(What is expected)
Please retype the lines below, keeping every character the same.

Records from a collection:
┌──

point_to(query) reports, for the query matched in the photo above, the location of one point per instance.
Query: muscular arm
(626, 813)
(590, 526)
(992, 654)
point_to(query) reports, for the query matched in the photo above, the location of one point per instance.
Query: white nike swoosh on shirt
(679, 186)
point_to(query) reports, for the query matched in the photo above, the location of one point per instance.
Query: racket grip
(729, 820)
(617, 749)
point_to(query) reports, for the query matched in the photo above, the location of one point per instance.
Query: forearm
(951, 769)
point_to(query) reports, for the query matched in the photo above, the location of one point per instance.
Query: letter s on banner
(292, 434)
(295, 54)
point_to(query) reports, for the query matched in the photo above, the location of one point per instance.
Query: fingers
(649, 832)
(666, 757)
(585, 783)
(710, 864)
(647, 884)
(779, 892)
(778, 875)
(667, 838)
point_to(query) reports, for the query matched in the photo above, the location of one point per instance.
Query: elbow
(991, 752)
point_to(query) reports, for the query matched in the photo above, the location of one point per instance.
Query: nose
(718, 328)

└──

(Worked solution)
point_to(query) reports, for the query matched in the photo above, the location of one point per instance.
Query: muscular arm
(626, 813)
(590, 526)
(992, 654)
point_to(query) reports, for the query matched in the photo above, the location of one point per instance.
Query: white nike swoosh on shirt
(679, 186)
point_to(query) reports, for the query matched in the photo above, the location of one point per instance.
Query: racket grip
(729, 820)
(617, 749)
point_to(query) reports, for the query matched in the photo above, the location of one point per instance.
Query: forearm
(951, 769)
point_to(query) reports, for the query matched in the photo above, the location of one point per instance.
Query: letter s on banner
(292, 434)
(295, 54)
point_to(query) reports, for the query matched in the photo above, the location of one point per instance.
Query: fingers
(649, 832)
(666, 757)
(585, 783)
(710, 864)
(647, 884)
(779, 892)
(778, 875)
(667, 838)
point_to(query) reports, for the query matched in the photo above, the location of one point per instance.
Query: elbow
(991, 752)
point_to(query) reports, for the query matched in the photo above, the location of one point per instance.
Query: nose
(718, 328)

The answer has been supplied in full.